▶ **ÉNONCÉ A**:
Relevez, dans le texte extrait, tous les lieux où le parti veut aller parler pour convaincre de l'urgence à changer de modèle de société.

▶ **TEXTE EXTRAIT**:

──────────────────────────────

Autrement dit remettre du contenu de classe dans le clivage gauche-droite ?
La gauche doit prendre conscience, et nous avec, que les capitalistes sont très forts. Ils ont gagné une manche ces dernières années. Nous devons l’analyser lucidement, nous mettre autour de la table et nous poser la question de comment reprendre la main. Je n’ai pas la prétention aujourd’hui d’avoir la réponse seul. Mais il faut avoir cette humilité-là. Ce que je sais, c’est que nous sommes très forts pour dénoncer les capitalistes, les financiers, ceux qui dominent. Mais beaucoup moins forts pour parler et convaincre ceux qui sont exploités, ceux qui sont dominés.
Le monde du travail est fort quand il est uni. Nous devons changer ce modèle économique pour remettre l’homme et la planète au cœur de tous les choix. Unis, nous serons plus forts pour reprendre le pouvoir sur la finance et décider de nos vies. Ce n’est pas qu’une question d’addition, c’est une question de bataille idéologique.
Dans ce contexte, la question écologique devient de plus en plus centrale…
Il faut s’adresser à la jeunesse, à ceux qui ont placé l’écologie en tête de leurs préoccupations et leur dire qu’il n’y aura pas de politique écologique sans remettre en cause le modèle économique. Le capitalisme vert, ça n’existe pas. J’ai toujours dit que cette question devait être une priorité pour nous. Le Parti communiste français, c’est l’humain et la planète d’abord. C’est clair.
La seule solution pour exprimer l’urgence écologique n’est pas le bulletin Vert. Le PCF a des propositions et un projet communiste qui répond au défi écologique et climatique. Nous devons montrer leur lisibilité et leur cohérence. C’est un problème de culture politique, de prise de conscience. Nous devons convaincre les jeunes et, pour cela, nous devons être encore plus nombreux. Nous appelons donc à un renforcement important de notre parti en nombre d’adhérents pour avoir plus de moyens humains, pour aller parler dans les lycées, les universités, les usines et les entreprises, pour convaincre de l’urgence à changer de modèle de société.
Au soir des européennes, un camarade est venu me voir et m’a dit : « C’est maintenant que tout commence. » J’ai apprécié cette formule. Cette campagne est un point de départ.
En 2017, la France Insoumise ne faisait plus référence à la gauche. En 2019, les Verts ne font plus référence à la gauche et ils arrivent en tête. La notion de gauche a-t-elle fait son temps selon vous ?

──────────────────────────────

Extrait d'un jeu de données
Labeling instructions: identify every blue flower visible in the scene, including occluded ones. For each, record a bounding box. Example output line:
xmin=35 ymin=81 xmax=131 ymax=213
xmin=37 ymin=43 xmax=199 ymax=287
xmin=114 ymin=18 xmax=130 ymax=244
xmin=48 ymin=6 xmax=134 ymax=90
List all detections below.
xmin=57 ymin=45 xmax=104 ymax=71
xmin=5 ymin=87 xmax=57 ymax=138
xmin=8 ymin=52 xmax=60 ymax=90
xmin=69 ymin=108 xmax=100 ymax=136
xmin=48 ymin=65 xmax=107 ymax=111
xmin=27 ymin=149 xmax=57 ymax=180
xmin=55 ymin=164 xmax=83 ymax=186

──────────────────────────────

▶ **ÉNONCÉ B**:
Disposez en liste numérotée les lignes des enregistrements, sans les lignes vides.

▶ **CORRIGÉ A**:
les lycées, les universités, les usines, les entreprises

▶ **CORRIGÉ B**:
1. Labeling instructions: identify every blue flower visible in the scene, including occluded ones. For each, record a bounding box. Example output line:
2. xmin=35 ymin=81 xmax=131 ymax=213
3. xmin=37 ymin=43 xmax=199 ymax=287
4. xmin=114 ymin=18 xmax=130 ymax=244
5. xmin=48 ymin=6 xmax=134 ymax=90
6. List all detections below.
7. xmin=57 ymin=45 xmax=104 ymax=71
8. xmin=5 ymin=87 xmax=57 ymax=138
9. xmin=8 ymin=52 xmax=60 ymax=90
10. xmin=69 ymin=108 xmax=100 ymax=136
11. xmin=48 ymin=65 xmax=107 ymax=111
12. xmin=27 ymin=149 xmax=57 ymax=180
13. xmin=55 ymin=164 xmax=83 ymax=186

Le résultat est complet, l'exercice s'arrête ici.